↓↓↓

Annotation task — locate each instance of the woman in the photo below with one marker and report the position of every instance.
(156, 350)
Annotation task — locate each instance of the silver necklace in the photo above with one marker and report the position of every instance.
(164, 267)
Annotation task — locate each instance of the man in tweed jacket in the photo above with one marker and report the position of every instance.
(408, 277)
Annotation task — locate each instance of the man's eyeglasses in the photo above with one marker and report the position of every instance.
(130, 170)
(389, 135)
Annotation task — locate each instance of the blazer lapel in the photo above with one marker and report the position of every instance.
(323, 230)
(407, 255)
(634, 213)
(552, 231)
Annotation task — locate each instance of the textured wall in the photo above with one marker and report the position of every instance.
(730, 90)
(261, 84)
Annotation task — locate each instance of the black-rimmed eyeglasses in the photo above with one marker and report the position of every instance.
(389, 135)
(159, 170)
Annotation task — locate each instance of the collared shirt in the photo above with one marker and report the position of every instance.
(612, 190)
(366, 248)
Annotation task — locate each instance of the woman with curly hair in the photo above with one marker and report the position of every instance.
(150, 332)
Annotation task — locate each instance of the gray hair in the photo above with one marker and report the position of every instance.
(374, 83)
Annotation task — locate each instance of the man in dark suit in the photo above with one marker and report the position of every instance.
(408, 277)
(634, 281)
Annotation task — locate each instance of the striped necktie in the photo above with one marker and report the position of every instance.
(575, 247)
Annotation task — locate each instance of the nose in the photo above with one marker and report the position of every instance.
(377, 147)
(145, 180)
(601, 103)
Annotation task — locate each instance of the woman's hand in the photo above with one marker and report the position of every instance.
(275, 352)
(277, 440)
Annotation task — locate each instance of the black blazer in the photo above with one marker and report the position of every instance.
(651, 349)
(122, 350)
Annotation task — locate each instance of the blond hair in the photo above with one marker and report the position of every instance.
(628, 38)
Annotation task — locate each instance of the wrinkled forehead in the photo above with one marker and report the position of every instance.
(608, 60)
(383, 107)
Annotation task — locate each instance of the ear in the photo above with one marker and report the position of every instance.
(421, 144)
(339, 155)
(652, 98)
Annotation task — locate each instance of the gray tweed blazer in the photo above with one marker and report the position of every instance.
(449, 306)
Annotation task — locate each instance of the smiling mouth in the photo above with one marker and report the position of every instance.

↑↑↑

## What needs to be done
Please update the lines above, swapping "marker" for "dot" wherever it occurs and keeping everything else the same.

## Task output
Annotation task — locate each instance of the woman in the photo below with one dot and report the position of every instance.
(156, 350)
Annotation task — locate each instance of the silver necklace in the photo above with one dot and report the position of every instance.
(164, 267)
Annotation task — locate each instance of the man in tweed jacket in the photo above with one dot and report the position of every instance.
(408, 277)
Annotation task — locate each instance of the man's eyeglasses in the photo above with one dot and report the position of every instance.
(130, 170)
(389, 135)
Annotation task — locate each instance of the blazer lapel in the photo above with one dot and report the position of every instance.
(323, 230)
(407, 255)
(634, 213)
(552, 231)
Annotation task — locate each instance of the textured wall in the photo above with one dot and report the position of every instance.
(730, 90)
(261, 84)
Annotation task — locate each instance of the black-rimmed eyeglasses in the photo above with one dot and report the position of every instance.
(389, 135)
(159, 170)
Annotation task — locate each instance of the collared shirt in the photo above with one dot and report the position of every instance.
(612, 190)
(366, 248)
Annotation task — locate each instance of the woman with curly hair in the photo above with one dot and report the position of every instance.
(150, 332)
Annotation task — locate each instance of the gray hair in the photo above with one dot and report the position of every instance.
(374, 83)
Annotation task — locate each instance of the man in dark suit in the photo above with one dot and report the position of every instance.
(408, 277)
(634, 281)
Annotation task — locate each instance of the striped necktie in the photo above with one dot and report the position of every instance.
(575, 247)
Annotation task — locate each instance of the nose in the photo above with one dot and report the position of every instance.
(377, 147)
(145, 180)
(601, 103)
Annotation task — locate each instance of the woman's hand in the photo above with one dot and report the position of every instance.
(275, 352)
(277, 440)
Annotation task — locate each instance of the black blazer in the photo above with one dot and report the position of every instance.
(651, 349)
(122, 350)
Annotation task — locate each instance of the blond hair in the photo above with one dot and report the position of every instance.
(628, 38)
Annotation task — locate each instance of the wrinkled forehead in the photo above with one dot and report the position of every instance.
(608, 60)
(383, 107)
Annotation task — locate each instance of the ear in the photo above with one dot and report the position of every instance.
(421, 144)
(339, 155)
(652, 98)
Annotation task — locate each instance of the gray tweed blazer in the photo above with one dot and report the position of every instance.
(449, 306)
Annotation task — locate each instance of the smiling mouth in the photo above with one dot and report the position of every instance.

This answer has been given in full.